* Goal:
Decide whether each statement below agrees with the passage on vein-forming minerals. Answer yes or no for each and quote the deciding words of the passage.
(a) The calcite phase shows a bright orange CL color in every sample.
(b) Barite–celestine is the most abundant mineral filling the veins.
(c) The median zones of wall-rock fragments always sit in the middle of the veins.

* Selected passage:
** Start **
The major vein-forming minerals are calcite and anhydrite, although barite–celestine occurs in smaller quantities. In most parts, calcite has a characteristic fibrous texture with slightly curved fibres (Fig. 6C), which show only minor growth competition. As a result of minor growth competition, small widening of the fibrous crystals can be observed in the central part of the veins (Fig. 6D). The calcite phase exhibits a bright orange CL colour in all samples. Triangular terminations of the veins contain thin curved calcite fibres. In general, calcite crystals fill the veins entirely, whereas barite–celestine is observed only in the centre of the veins. Occasionally, vein-filling fibres consist of barite–celestine across the entire vein (Fig. 6D). Anhydrite occurs as relatively large mono- crystals, which also have fibrous textures, but that is less defined than in calcite (Fig. 6E). Anhydrite crystals are located in various textural positions. In certain cases, they fill the majority of the veins, but elsewhere, they appear only in small quantities between fibrous calcite crystals.

Nevertheless, they regularly enclose small calcite crystal remnants (Fig. 6E). Median zones consisting of wall-rock fragments can be observed within the mineral filling of the veins (Fig. 6C). These median zones are not always located in the middle of the veins, indicating asymmetrical vein opening.
** End **
* Dataset:
** Start **
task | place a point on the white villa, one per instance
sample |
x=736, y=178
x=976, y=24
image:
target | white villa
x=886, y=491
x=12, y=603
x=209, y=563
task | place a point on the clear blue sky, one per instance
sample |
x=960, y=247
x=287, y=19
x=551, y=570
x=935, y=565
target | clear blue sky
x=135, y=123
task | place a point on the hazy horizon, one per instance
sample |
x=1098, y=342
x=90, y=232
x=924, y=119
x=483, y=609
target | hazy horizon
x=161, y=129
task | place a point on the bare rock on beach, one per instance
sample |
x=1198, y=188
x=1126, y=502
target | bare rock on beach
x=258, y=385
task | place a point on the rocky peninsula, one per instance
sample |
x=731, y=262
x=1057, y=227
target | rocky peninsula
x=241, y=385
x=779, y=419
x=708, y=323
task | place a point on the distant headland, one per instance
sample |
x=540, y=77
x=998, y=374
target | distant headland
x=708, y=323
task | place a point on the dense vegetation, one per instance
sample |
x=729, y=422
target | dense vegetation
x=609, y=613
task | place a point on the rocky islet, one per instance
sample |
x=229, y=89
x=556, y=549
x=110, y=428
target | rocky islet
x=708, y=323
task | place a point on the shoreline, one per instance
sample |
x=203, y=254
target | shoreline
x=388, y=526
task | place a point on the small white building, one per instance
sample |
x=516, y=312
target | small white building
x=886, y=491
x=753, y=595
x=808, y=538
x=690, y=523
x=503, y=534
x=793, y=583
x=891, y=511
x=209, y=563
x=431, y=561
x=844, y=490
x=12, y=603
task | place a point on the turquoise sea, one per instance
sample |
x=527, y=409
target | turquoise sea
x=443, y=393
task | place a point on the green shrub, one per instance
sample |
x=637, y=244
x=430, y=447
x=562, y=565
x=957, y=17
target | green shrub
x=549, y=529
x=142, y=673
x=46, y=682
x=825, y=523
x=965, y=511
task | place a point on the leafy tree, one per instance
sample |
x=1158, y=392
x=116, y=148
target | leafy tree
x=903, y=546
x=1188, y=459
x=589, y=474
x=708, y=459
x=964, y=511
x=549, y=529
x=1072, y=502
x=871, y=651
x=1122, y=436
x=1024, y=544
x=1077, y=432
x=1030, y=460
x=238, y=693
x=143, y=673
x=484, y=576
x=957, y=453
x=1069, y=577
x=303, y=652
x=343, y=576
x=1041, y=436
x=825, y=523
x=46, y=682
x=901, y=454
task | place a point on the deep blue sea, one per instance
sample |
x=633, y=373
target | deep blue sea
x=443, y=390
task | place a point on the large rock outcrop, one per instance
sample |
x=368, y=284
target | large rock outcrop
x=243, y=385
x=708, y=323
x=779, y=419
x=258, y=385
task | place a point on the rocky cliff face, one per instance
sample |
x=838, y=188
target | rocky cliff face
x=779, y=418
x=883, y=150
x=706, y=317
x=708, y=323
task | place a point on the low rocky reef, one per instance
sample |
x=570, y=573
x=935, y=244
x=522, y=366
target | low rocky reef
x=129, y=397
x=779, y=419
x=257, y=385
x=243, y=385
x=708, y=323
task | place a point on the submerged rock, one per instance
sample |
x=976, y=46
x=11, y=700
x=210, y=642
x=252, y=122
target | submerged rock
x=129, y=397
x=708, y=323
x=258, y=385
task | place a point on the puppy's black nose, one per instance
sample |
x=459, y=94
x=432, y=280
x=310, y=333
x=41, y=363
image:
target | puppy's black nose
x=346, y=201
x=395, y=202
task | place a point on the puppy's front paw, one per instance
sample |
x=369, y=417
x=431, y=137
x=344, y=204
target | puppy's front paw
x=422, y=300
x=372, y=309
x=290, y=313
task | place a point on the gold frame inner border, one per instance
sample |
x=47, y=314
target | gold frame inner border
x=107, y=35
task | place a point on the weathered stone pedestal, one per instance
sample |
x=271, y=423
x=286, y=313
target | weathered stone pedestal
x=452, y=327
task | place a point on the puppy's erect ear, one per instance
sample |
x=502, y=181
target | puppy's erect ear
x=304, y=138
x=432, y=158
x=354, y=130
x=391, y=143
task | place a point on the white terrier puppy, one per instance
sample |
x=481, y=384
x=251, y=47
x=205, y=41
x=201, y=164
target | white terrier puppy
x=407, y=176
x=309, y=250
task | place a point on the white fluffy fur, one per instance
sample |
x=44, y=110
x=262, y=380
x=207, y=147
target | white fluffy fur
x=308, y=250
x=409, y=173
** End **
** Start **
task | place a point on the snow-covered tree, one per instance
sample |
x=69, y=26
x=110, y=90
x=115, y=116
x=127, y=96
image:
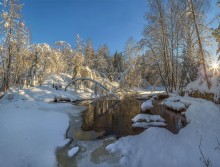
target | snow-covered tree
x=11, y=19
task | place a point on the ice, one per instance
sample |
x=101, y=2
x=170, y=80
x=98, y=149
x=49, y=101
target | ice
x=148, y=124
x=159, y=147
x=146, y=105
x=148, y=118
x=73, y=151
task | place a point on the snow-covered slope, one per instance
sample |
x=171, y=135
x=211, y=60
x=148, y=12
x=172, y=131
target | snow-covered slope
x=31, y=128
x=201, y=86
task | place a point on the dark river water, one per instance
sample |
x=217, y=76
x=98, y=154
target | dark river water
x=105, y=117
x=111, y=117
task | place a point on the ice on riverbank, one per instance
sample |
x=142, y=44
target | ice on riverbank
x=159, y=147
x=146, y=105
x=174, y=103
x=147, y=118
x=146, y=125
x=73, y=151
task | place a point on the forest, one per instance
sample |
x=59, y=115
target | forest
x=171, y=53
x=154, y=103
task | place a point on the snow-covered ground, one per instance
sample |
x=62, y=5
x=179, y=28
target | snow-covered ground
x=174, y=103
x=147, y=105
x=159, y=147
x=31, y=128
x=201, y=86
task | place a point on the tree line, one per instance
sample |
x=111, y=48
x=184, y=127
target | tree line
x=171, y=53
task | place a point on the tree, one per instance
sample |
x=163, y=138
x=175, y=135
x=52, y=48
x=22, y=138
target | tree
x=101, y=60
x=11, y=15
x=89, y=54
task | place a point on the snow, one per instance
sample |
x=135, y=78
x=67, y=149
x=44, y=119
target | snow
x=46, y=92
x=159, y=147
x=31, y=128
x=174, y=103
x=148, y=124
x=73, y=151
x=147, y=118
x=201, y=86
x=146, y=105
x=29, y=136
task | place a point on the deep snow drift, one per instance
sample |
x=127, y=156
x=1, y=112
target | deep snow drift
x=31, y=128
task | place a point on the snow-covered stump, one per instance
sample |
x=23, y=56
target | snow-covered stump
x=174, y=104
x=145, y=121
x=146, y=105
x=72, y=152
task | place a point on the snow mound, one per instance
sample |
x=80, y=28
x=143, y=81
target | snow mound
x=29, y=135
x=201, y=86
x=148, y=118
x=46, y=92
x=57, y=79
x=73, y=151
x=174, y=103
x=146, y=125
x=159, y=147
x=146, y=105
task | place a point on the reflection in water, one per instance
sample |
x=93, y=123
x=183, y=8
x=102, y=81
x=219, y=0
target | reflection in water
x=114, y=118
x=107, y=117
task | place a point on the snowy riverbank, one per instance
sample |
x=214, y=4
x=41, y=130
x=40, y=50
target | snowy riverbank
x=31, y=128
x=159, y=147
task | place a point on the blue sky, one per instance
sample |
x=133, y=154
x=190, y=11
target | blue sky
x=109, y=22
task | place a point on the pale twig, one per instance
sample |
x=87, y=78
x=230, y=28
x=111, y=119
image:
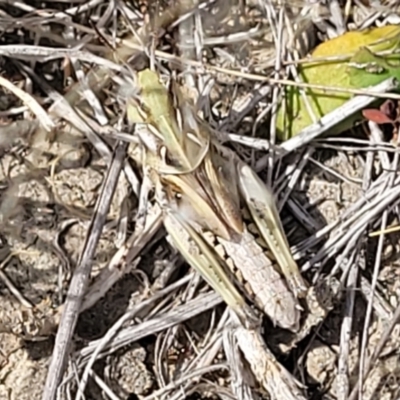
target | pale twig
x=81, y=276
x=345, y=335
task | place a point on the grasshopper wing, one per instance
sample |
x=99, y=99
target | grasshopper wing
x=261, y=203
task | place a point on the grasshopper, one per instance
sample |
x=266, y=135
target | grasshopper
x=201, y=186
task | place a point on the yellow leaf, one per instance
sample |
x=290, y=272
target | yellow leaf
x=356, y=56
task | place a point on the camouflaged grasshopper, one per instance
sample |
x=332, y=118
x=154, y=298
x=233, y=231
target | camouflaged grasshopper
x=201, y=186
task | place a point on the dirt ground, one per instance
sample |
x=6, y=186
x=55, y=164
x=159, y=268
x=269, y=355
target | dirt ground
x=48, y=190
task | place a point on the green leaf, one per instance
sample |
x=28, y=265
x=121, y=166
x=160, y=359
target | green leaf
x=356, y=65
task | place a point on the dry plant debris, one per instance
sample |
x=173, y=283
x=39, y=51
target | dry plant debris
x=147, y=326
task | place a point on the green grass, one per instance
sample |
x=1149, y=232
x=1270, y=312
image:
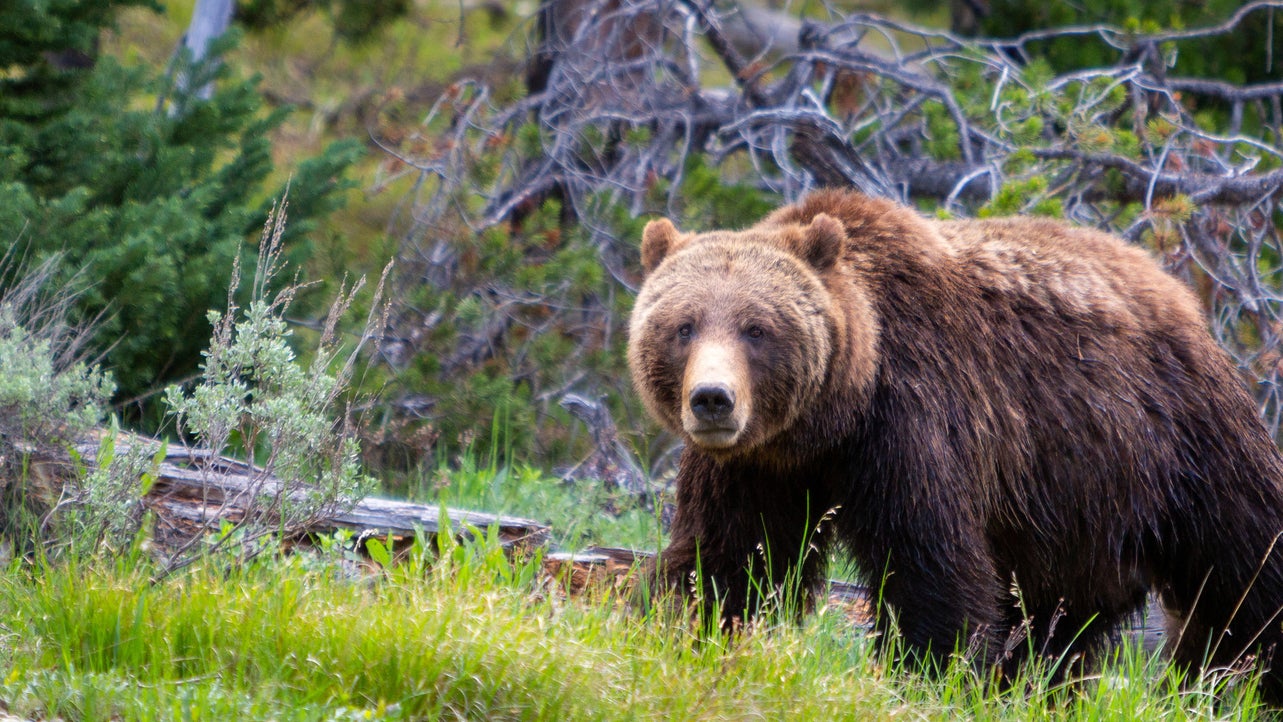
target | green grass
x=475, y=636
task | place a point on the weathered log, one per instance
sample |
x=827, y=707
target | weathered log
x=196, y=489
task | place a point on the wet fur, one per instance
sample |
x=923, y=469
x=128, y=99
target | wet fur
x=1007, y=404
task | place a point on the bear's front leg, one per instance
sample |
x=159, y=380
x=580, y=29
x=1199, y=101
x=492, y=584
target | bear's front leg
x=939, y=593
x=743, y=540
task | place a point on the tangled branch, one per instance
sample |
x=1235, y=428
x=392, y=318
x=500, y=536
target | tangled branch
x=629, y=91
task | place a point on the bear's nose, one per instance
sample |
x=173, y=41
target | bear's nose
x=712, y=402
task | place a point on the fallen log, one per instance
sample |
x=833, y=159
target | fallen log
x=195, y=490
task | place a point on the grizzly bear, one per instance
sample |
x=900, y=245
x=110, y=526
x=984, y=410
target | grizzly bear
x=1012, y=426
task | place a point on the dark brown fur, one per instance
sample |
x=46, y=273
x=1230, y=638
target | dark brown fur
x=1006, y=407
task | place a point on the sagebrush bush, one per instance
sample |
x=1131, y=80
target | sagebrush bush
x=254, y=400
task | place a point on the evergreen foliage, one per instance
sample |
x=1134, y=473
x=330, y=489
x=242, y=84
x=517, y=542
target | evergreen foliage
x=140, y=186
** End **
* Finished task:
(a) Yes: "The calcite phase exhibits a bright orange CL colour in all samples."
(b) No: "The major vein-forming minerals are calcite and anhydrite, although barite–celestine occurs in smaller quantities."
(c) No: "These median zones are not always located in the middle of the veins"